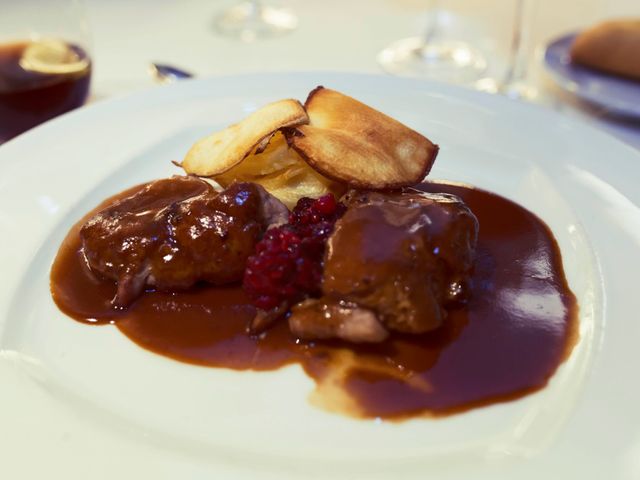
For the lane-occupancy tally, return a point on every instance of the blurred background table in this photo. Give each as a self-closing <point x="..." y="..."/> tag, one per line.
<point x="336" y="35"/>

* * * * *

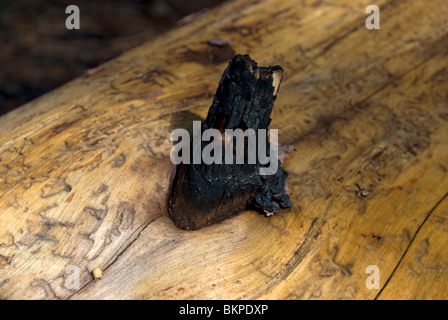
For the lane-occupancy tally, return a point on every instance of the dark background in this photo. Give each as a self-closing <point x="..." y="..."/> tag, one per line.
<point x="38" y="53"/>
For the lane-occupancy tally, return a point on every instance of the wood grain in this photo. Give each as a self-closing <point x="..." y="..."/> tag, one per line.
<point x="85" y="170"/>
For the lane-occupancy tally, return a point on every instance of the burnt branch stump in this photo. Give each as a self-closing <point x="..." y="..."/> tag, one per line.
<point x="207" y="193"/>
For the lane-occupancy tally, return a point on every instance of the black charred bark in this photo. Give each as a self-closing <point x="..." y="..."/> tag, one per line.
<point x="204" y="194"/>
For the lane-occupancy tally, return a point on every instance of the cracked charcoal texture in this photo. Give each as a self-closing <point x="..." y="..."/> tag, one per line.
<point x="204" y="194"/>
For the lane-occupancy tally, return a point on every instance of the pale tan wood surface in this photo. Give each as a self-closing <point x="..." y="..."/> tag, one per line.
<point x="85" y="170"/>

* * * * *

▶ **TASK TO CARRY OUT**
Which lines in the listing above contain the string "wood", with case counting? Gather each such line and copy it in full.

▶ **EXPECTED ANSWER**
For the lane-occupancy tally, return a point on every instance of the wood grain in this photo. Give each as a self-closing <point x="..." y="..."/> tag, one per line.
For the lane-occupancy tally, return a point on every instance of the pale tan wood surface in this photo. Give each as a self-closing <point x="..." y="..."/> tag, one per line.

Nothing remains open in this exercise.